*** SOURCE DATA ***

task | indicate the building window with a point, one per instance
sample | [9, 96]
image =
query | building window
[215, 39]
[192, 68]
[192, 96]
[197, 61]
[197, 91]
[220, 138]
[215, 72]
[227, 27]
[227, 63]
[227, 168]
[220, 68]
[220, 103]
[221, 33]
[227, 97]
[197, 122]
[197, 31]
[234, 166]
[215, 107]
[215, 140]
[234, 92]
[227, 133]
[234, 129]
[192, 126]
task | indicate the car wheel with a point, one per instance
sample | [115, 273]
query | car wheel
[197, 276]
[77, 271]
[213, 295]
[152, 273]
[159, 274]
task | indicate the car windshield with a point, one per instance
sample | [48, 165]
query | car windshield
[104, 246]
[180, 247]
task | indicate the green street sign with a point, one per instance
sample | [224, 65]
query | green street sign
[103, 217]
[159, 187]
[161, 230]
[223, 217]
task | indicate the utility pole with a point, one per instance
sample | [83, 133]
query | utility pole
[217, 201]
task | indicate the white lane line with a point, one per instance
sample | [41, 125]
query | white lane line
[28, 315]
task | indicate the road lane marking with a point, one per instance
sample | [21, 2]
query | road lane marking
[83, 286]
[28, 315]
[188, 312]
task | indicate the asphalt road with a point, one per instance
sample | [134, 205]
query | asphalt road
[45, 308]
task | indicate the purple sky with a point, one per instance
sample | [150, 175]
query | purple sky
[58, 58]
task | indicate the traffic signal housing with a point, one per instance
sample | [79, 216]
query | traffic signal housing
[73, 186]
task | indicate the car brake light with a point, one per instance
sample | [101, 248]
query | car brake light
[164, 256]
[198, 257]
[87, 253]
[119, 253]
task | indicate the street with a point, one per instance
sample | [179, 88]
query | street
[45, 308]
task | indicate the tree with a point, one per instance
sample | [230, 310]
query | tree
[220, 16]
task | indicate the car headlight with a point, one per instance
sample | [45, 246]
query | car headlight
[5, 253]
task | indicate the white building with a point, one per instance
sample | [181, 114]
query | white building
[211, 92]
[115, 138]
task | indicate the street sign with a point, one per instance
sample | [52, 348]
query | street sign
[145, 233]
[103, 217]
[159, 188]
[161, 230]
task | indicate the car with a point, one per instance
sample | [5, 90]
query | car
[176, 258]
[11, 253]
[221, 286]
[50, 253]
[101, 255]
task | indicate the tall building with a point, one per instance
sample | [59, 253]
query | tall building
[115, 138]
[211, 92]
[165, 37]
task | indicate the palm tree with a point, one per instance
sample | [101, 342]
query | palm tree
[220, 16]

*** End of SOURCE DATA ***

WHAT IS EXPECTED: With the line containing "sample | [224, 65]" as the last one, please set down exactly the lines of the records above from their very first line, and nothing more.

RESPONSE AREA:
task | indicate the building window with a point, one per instance
sample | [9, 96]
image =
query | building window
[215, 39]
[192, 68]
[192, 96]
[197, 61]
[197, 91]
[220, 138]
[215, 72]
[227, 27]
[227, 63]
[227, 168]
[220, 68]
[220, 103]
[221, 33]
[227, 97]
[197, 122]
[197, 31]
[234, 166]
[215, 107]
[215, 140]
[234, 92]
[227, 133]
[234, 129]
[192, 126]
task | indicate the car wheel with a point, one per instance
sample | [115, 273]
query | car wheel
[197, 276]
[77, 271]
[213, 295]
[152, 273]
[159, 274]
task | indicate the car windshield with a point, one per instance
sample | [48, 165]
query | car windshield
[104, 246]
[180, 247]
task | indicate the green street sign with a point, one per instance
sample | [224, 65]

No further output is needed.